Once you get the hang of it, the game reveals itself to be a unique hybrid of styles and moods. For all its first-person urgency, it is ultimately a puzzle game. Realizing your objective on each of the games 650+ levels has as much in common with the fast and addictive logic of Tetris as it does with anything from the first-person 3D realm. Early levels are a sort of balancing act between energy and visibility. The higher you are, the greater each becomes. Later levels are more tactically interesting. You have to climb fast to knock out the clones first, but no sooner do you rear your head over the first peak than you're caught in something's deadly gaze. These levels require a sort of guerrilla approach in which you make multiple sudden rapid climbs from corners of the map (where you're less visible - it's simple trigonometry) to take out clones in short bursts before being seen.

Throughout the game, the sensation of being pursued is undeniably frightening. While you must think fast to survive, movement is always painfully slow and deliberate. This is to the game's credit. As in horror movies and nightmares, it is the inability of the pursued to move fast enough that makes the pursuer so terrifying. And the game's amazing soundtrack emphasizes this eerie, adrenal mood. It should come as no surprise, since much of it was provided by John Carpenter, who directed and scored Halloween, Escape from New York, and dozens of other classic science fiction and horror movies.

WHAT YOU ARE ASKED TO DO >>
Answer these questions from the game review, one per line:
1. How many levels does the game have?
2. In later levels, from where on the map do you make sudden rapid climbs?
3. Who provided much of the game's soundtrack?
The records have no connection to the text.

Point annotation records
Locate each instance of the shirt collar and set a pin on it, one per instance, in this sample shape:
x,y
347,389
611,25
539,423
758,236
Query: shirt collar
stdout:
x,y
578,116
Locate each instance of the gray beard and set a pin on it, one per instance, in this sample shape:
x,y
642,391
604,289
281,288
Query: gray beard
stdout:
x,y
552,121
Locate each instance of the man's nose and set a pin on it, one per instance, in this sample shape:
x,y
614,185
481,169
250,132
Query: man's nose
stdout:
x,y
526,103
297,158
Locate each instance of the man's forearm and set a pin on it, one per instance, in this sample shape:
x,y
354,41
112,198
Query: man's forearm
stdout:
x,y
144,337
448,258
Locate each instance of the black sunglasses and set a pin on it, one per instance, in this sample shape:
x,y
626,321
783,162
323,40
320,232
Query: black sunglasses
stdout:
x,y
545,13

EXPECTED ANSWER >>
1. More than 650 (650+).
2. From the corners of the map.
3. John Carpenter.